### [WHAT THIS TASK INVOLVES]
Copy the data word for word, keeping every line.

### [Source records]
* * * *
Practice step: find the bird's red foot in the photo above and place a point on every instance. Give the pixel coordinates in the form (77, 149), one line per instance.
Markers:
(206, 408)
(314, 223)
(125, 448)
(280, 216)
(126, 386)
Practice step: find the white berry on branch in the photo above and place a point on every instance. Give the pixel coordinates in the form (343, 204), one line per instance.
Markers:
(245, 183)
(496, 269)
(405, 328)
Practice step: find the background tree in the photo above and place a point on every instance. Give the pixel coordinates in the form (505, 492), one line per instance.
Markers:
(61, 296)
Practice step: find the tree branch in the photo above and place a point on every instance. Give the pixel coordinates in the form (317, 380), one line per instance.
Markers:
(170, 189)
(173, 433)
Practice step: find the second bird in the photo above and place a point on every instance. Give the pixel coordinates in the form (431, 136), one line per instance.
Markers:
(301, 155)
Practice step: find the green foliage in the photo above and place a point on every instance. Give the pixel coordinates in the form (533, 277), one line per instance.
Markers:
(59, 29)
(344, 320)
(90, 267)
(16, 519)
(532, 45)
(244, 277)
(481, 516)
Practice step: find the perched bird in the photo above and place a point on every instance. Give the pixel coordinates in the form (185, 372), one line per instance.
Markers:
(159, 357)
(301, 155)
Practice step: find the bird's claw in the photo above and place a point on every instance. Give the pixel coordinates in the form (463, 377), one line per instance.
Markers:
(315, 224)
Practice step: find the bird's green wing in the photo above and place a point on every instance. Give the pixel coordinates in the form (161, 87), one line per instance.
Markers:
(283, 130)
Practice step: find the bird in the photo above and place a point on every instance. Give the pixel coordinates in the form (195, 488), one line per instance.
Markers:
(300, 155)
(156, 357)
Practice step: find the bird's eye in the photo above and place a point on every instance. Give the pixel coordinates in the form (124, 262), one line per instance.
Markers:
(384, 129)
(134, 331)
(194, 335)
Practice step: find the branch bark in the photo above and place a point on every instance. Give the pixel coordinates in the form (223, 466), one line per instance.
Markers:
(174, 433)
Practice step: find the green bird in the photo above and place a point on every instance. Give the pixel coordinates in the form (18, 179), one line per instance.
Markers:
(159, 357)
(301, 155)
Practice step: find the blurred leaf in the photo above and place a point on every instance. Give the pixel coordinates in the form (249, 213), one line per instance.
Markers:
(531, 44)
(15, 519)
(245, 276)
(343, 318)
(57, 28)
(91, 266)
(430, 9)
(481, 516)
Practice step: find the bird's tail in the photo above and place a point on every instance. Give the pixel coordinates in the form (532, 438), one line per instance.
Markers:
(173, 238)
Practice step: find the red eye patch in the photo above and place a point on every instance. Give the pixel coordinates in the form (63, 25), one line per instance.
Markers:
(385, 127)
* * * *
### [ANSWER IN FULL]
Practice step: find the bird's red foot in the photo above and place a point on every instance. Give the pixel coordinates in the form (77, 149), one line per instance.
Markers:
(206, 408)
(314, 223)
(125, 448)
(280, 216)
(126, 386)
Practice step: find the white berry on branch in the photo above and place a point on every instance. Give the pixel coordinates in the form (343, 204), one line per instance.
Markers:
(245, 183)
(496, 269)
(405, 328)
Practice step: find the background tree in the photo above and place a point on every instance. Give the pixel coordinates in the form (505, 492), one line per instance.
Markers:
(61, 296)
Practice step: find the tree branch in the photo above and place a point on every instance. Give the pixel coordinates in the form (317, 380), one line per instance.
Markers:
(170, 189)
(173, 433)
Practice step: find the second bird in the photo above and place a point on every instance. Give the pixel coordinates in the form (431, 136), one line per instance.
Markers:
(301, 155)
Practice step: find the green foliage in the photo above and place a point on every instance. Give the pixel coordinates in the form (533, 277), one line per instance.
Markers:
(59, 29)
(344, 320)
(90, 267)
(16, 519)
(532, 45)
(244, 277)
(481, 516)
Practice step: find the perched bird in the photo above and place a point on every instance. Give the pixel coordinates in the form (185, 372), one line per instance.
Markers:
(159, 357)
(301, 155)
Practice step: find the bird's claw in the photo above and place a point on every instance. Give the pixel coordinates in the form (463, 377), one line per instance.
Markers:
(315, 224)
Practice step: find the bird's green wing in the photo above and place a point on every instance. Give the pixel coordinates in the form (161, 87), one line per instance.
Markers:
(283, 130)
Practice step: find the bird in the photo above and place a point on every instance. Give the pixel coordinates in the form (195, 488), one line per instance.
Markers:
(300, 155)
(156, 357)
Practice step: find the bird's eye in the photo above and place a point on every instance. Give the pixel coordinates in the form (124, 262), one line per instance.
Markers:
(384, 129)
(134, 331)
(194, 335)
Practice step: find the branch bark in the photo above and place a point on every instance. Give the pixel coordinates in the form (223, 466), one line per instance.
Markers:
(174, 433)
Practice step: find the green bird in the photo above and place a point on every instance. Give the pixel coordinates in the form (18, 179), one line per instance.
Markers:
(159, 357)
(301, 155)
Practice step: find the blurred leaf in the photo above and place a point on every instance. Give the pixel coordinates in the form (249, 213), one line per instance.
Markers:
(531, 44)
(15, 519)
(245, 276)
(343, 318)
(57, 28)
(91, 266)
(430, 9)
(481, 516)
Practice step: find the bird's tail in the photo above and place a point on every instance. Give the pixel coordinates in the form (532, 438), one line per instance.
Markers:
(173, 238)
Practice step: find the red eye patch in the photo above and place a point on every instance. Give the pixel coordinates in the form (63, 25), one line per instance.
Markers:
(385, 127)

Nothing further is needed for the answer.